==== Passage given ====
The secretary of state for Scotland (; ), also referred to as the Scottish secretary, is a secretary of state in the Government of the United Kingdom, with responsibility for the Scotland Office. The incumbent is a member of the Cabinet of the United Kingdom.

The office holder works alongside the other Scotland Office ministers. The corresponding shadow minister is the shadow secretary of state for Scotland.

The incumbent is Alister Jack, following his appointment by Prime Minister Boris Johnson in July 2019 and who was reappointed by Liz Truss and Rishi Sunak.

History

Prior to devolution (before 1999)

The post was first created after the Acts of Union 1707 created the Kingdom of Great Britain from the Kingdom of England and the Kingdom of Scotland. It was abolished in 1746, following the Jacobite rising of 1745. Scottish affairs thereafter were managed by the Lord Advocate until 1827, when responsibility passed to the Home Office. In 1885 the post of Secretary for Scotland was re-created, with the incumbent usually a member of the Cabinet. In 1926 this post was upgraded to a full Secretary of State appointment.

After devolution (since 1999)

After the 1999 Scottish devolution, the powers of the Scottish Office were divided, with most transferred to the Scottish Government or to other British government departments, leaving only a limited role for the Scotland Office. From June 2003 and October 2008, the holder of the office of Secretary of State for Scotland also held another Cabinet post concurrently, leading to claims that the Scottish role was seen as a part-time ministry.

The current secretary of state for Scotland is Alister Jack, who was appointed by Boris Johnson, replacing David Mundell. He was later reappointed by Liz Truss and Rishi Sunak.
==== Collected data ====
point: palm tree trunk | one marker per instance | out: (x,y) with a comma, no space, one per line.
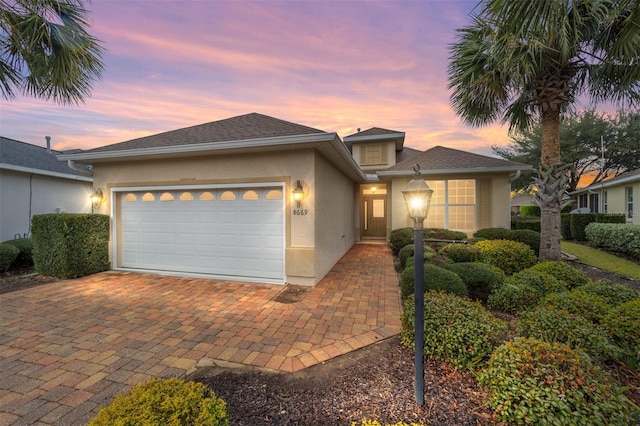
(550,187)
====
Problem.
Answer these questions from the text on the secretary of state for Scotland:
1. In what year was the post abolished?
2. Who managed Scottish affairs from then until 1827?
3. Whom did Alister Jack replace as secretary of state?

Correct response.
1. 1746
2. The Lord Advocate
3. David Mundell